Set out exactly, and with nothing added, the line containing "Target: dark rock" and every line after it through the final line of the data.

Referring expression pointing data
────────────────
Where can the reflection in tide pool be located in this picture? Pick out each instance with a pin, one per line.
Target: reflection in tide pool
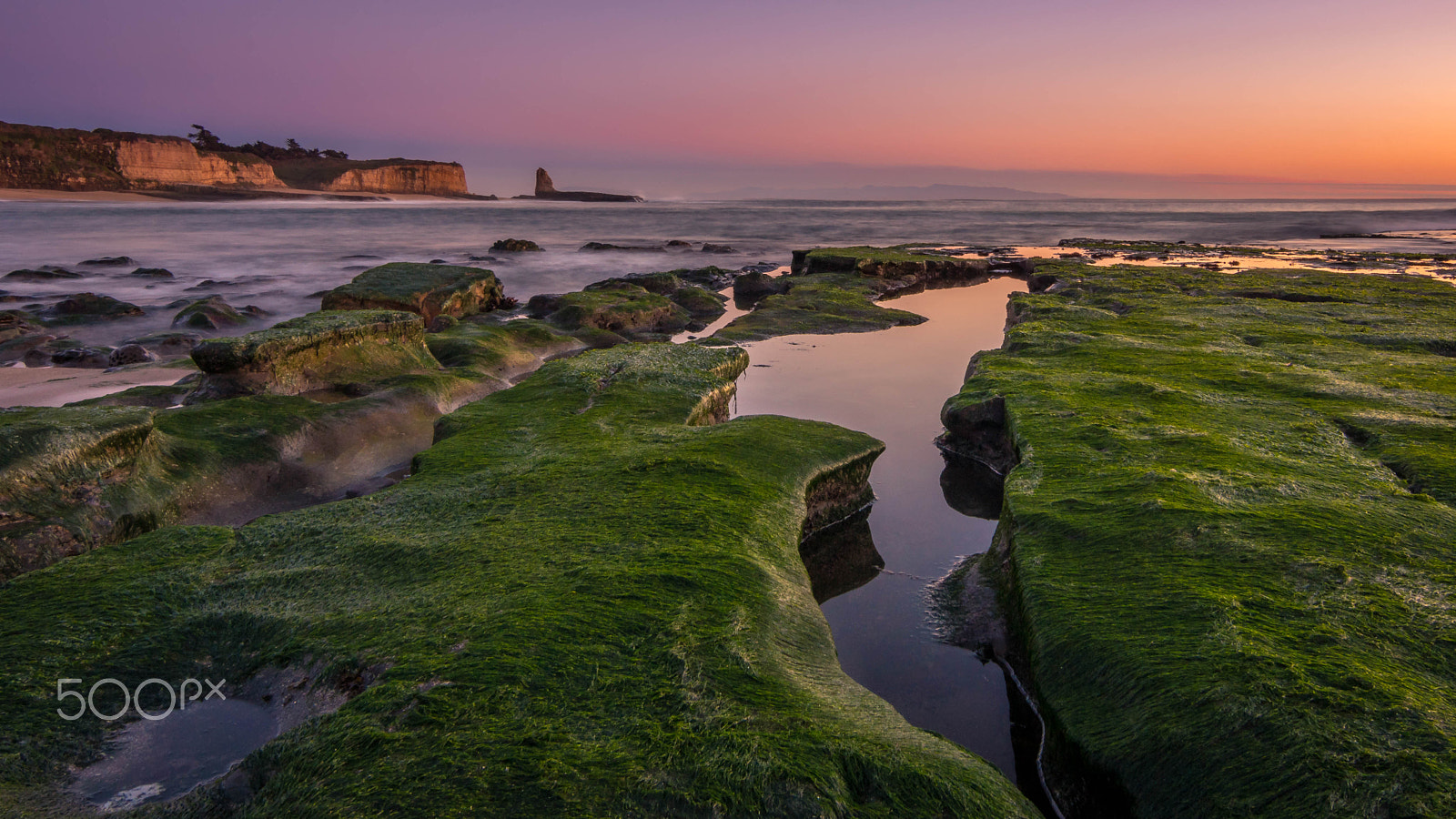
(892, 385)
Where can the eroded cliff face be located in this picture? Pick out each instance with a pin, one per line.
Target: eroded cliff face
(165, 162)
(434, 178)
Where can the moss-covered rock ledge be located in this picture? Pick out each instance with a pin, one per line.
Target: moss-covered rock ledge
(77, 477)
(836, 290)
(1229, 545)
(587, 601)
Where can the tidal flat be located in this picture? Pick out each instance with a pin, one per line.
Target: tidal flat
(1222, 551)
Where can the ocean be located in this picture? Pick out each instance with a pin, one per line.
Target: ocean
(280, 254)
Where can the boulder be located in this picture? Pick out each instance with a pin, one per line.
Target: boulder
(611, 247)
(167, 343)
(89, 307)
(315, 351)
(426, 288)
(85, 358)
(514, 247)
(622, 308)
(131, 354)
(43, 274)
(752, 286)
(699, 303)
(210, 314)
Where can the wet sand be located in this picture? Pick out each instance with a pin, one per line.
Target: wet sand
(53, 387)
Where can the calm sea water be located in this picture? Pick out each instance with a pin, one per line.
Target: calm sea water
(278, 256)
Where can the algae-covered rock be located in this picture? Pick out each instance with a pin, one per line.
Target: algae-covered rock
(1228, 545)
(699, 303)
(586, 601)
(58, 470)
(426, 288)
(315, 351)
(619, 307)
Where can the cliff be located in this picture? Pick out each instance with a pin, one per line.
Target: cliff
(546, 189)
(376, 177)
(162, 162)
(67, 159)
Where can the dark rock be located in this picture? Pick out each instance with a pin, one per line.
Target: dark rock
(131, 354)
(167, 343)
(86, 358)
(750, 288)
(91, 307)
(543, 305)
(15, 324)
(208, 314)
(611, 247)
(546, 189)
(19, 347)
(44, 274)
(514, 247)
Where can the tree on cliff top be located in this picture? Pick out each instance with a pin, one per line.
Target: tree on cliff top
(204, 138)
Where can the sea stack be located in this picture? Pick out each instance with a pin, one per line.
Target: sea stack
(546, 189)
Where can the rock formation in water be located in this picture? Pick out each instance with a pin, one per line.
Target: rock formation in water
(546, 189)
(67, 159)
────────────────
→ **WRITTEN REPLY**:
Target: dark rock
(131, 354)
(167, 343)
(86, 358)
(750, 288)
(91, 307)
(543, 305)
(15, 324)
(208, 314)
(611, 247)
(546, 189)
(19, 347)
(44, 274)
(514, 247)
Where can the tree on cliff top be located in this picture? Pick out each instance with a pin, one per line.
Target: tree on cliff top
(204, 138)
Where can the sea stack be located in this picture? Pick out each instance with a pin, one per line.
Target: sea stack
(546, 189)
Where can the rock formation in water be located in this picture? Pick out each instance with a pin, one per line.
Target: rock formation in water
(546, 189)
(67, 159)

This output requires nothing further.